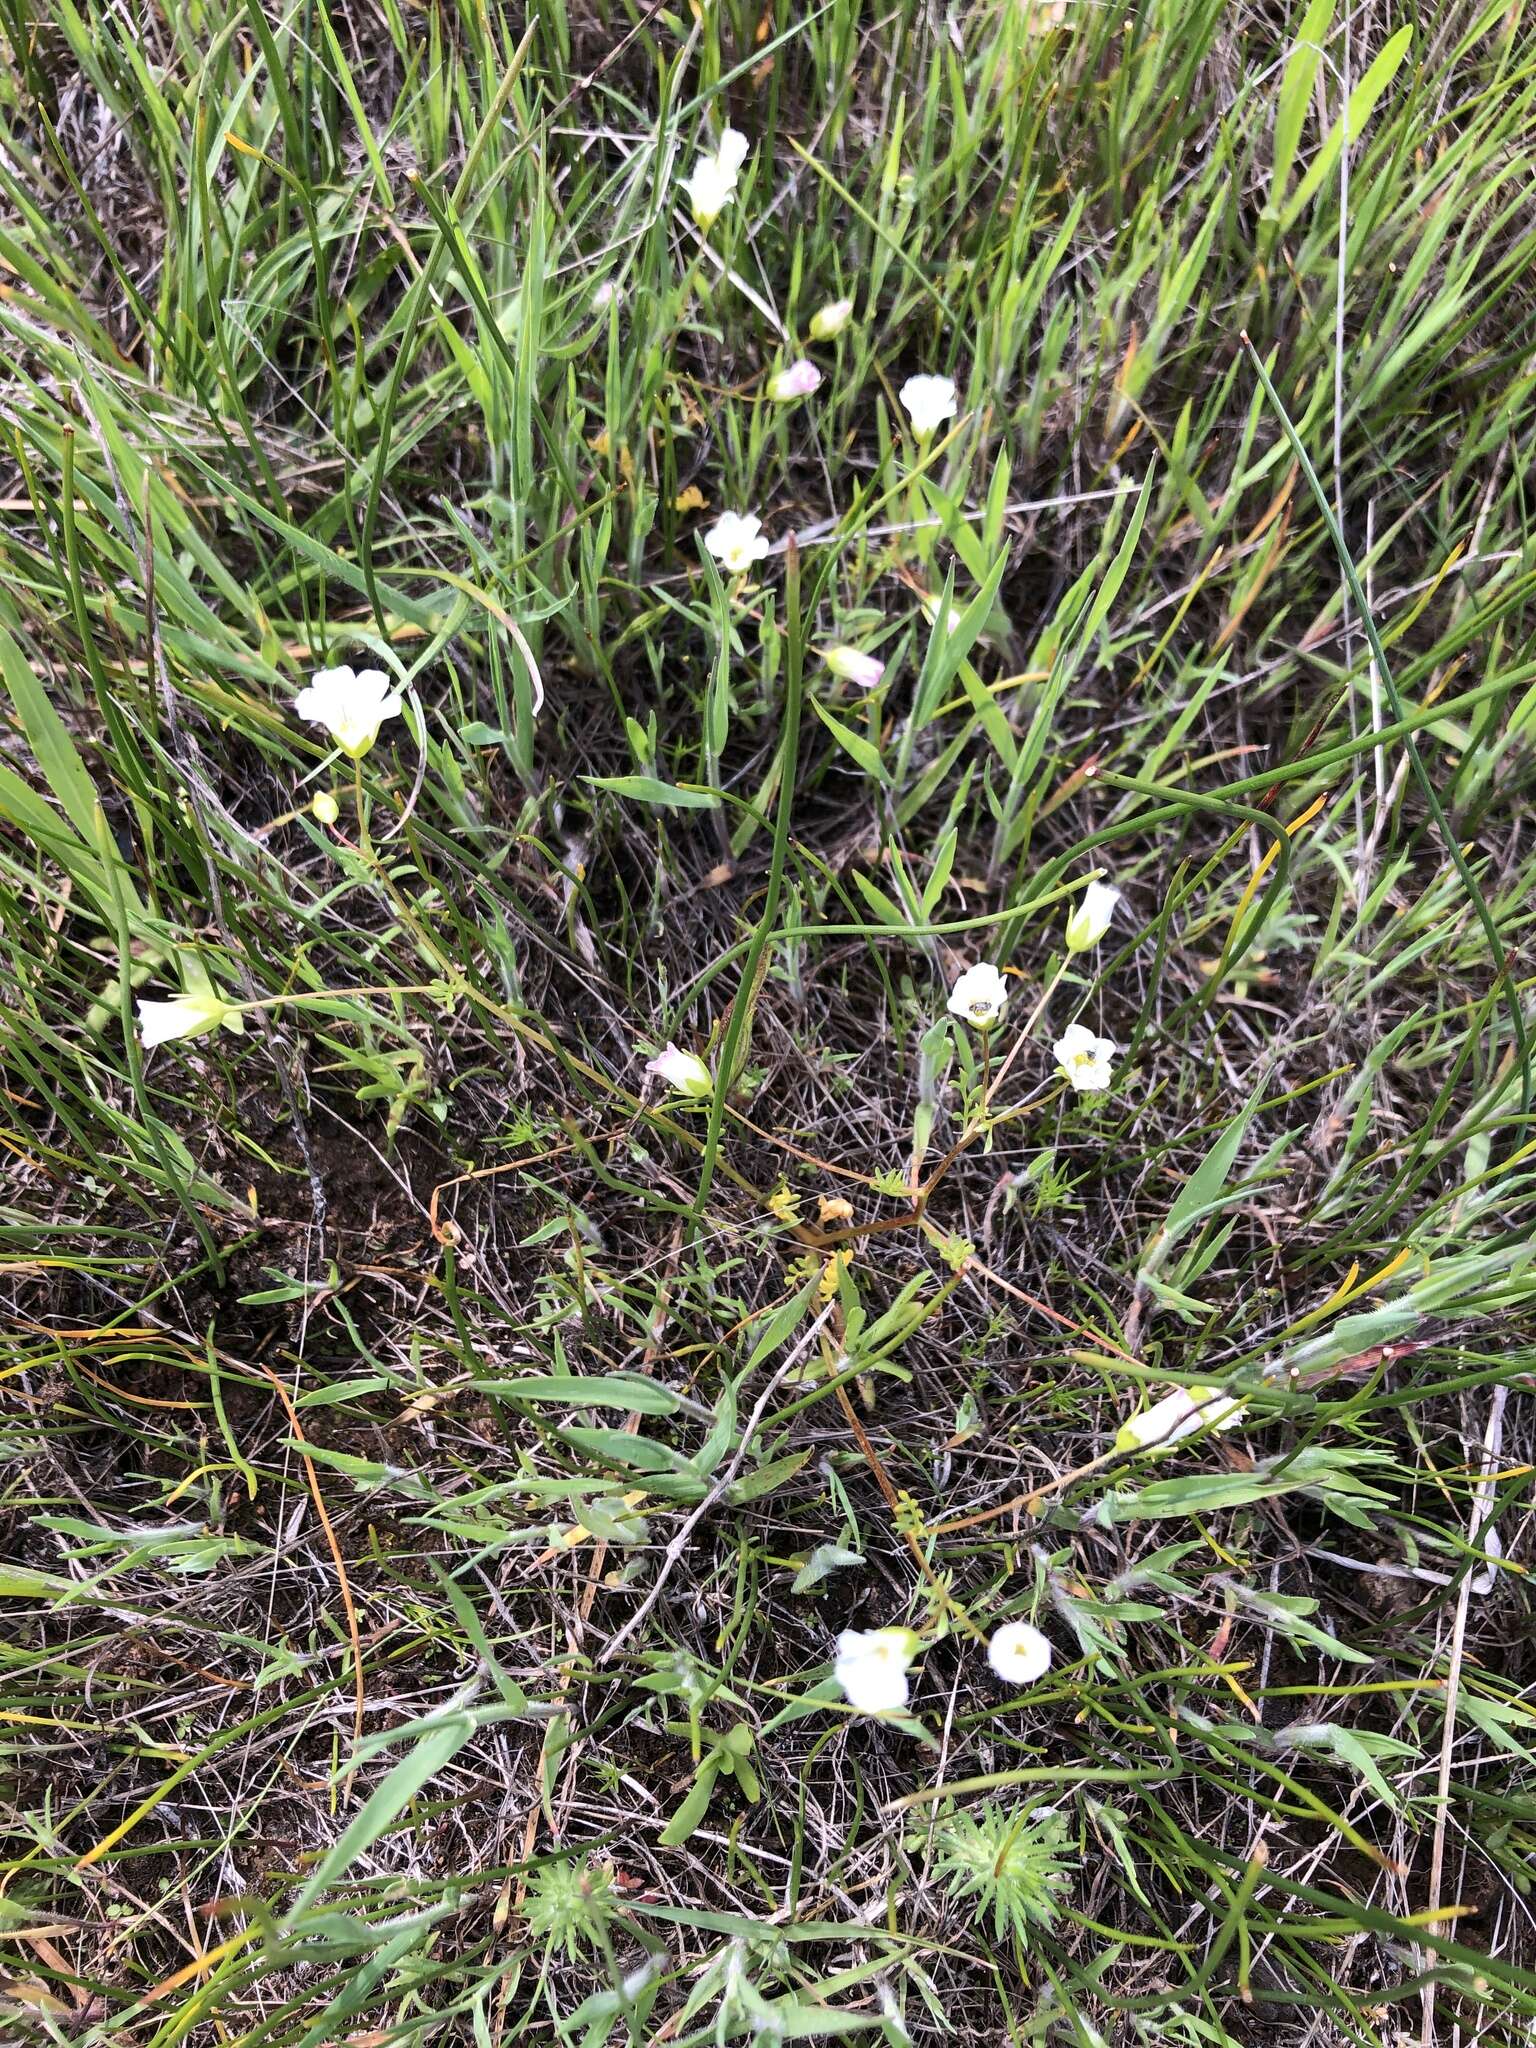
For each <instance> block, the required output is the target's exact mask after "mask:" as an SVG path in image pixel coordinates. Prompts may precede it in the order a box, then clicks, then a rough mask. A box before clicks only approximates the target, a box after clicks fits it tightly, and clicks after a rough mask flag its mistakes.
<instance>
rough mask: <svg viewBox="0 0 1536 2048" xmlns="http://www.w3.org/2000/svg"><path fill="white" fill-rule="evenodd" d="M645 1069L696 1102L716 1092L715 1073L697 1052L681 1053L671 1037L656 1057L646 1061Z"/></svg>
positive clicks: (711, 1095)
mask: <svg viewBox="0 0 1536 2048" xmlns="http://www.w3.org/2000/svg"><path fill="white" fill-rule="evenodd" d="M645 1071H647V1073H653V1075H655V1077H657V1079H659V1081H666V1083H668V1087H674V1090H676V1092H678V1094H680V1096H690V1098H692V1100H694V1102H698V1100H700V1098H702V1096H713V1094H715V1075H713V1073H711V1071H709V1067H707V1065H705V1063H702V1059H698V1055H696V1053H680V1051H678V1047H676V1044H674V1042H672V1040H670V1038H668V1042H666V1044H664V1047H662V1051H659V1053H657V1055H655V1059H647V1061H645Z"/></svg>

• Task statement: In the records above, some lines hold the word "instance"; copy each such line.

• Result:
For each <instance> block, the required output is the target's exact mask after "mask:" as an SVG path in image pixel coordinates. Prompts may precede it in the order a box, then clicks, then a rough mask. A box before clicks only approximates the target, a box after clicks fits it tightly, and clicks after a rough mask flag its mistakes.
<instance>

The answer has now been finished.